[BEGIN]

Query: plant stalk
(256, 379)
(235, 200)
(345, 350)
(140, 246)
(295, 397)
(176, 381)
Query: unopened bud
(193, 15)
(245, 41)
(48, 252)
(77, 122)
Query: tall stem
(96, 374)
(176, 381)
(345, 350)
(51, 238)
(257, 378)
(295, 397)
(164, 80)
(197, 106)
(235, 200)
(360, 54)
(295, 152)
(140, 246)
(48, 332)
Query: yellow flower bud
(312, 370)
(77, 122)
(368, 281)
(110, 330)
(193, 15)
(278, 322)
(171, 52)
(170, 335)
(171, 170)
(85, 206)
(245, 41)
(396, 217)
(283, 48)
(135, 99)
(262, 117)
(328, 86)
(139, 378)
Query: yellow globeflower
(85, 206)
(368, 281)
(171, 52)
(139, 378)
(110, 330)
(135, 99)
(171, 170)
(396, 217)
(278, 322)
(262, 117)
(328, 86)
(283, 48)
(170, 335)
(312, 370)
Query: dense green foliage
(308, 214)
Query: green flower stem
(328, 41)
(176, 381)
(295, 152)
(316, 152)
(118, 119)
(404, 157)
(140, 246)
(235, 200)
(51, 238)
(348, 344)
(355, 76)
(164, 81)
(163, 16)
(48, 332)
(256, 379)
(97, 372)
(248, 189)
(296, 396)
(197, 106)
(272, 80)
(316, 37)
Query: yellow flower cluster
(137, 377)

[END]

**EXERCISE INSTRUCTIONS:** Rewrite every entry above with "stem" switched to "stalk" wherever it occurs, keeping everything else the same.

**SOLUTION TO THE EXERCISE:**
Query: plant stalk
(256, 379)
(235, 200)
(345, 350)
(140, 246)
(295, 397)
(176, 381)
Query: unopened bud
(193, 15)
(245, 41)
(48, 252)
(77, 122)
Query: tall stalk
(96, 374)
(176, 381)
(345, 350)
(51, 238)
(257, 378)
(295, 397)
(164, 80)
(197, 106)
(235, 200)
(360, 54)
(295, 152)
(140, 246)
(48, 332)
Query: yellow flower bud
(312, 370)
(77, 122)
(368, 281)
(110, 330)
(193, 15)
(278, 322)
(171, 52)
(170, 335)
(171, 170)
(85, 206)
(245, 41)
(396, 217)
(283, 48)
(135, 99)
(262, 117)
(328, 86)
(139, 378)
Query: yellow globeflower
(85, 206)
(368, 281)
(171, 52)
(139, 378)
(110, 330)
(135, 99)
(171, 170)
(396, 217)
(278, 322)
(262, 117)
(328, 86)
(283, 48)
(170, 335)
(312, 370)
Query: dense green foliage
(308, 214)
Query: green flower stalk
(328, 41)
(176, 381)
(295, 152)
(316, 152)
(118, 119)
(404, 157)
(140, 246)
(235, 200)
(51, 238)
(348, 344)
(355, 76)
(164, 81)
(163, 16)
(48, 332)
(256, 379)
(97, 372)
(248, 189)
(296, 396)
(197, 106)
(272, 80)
(316, 37)
Query: yellow flower cluster
(137, 377)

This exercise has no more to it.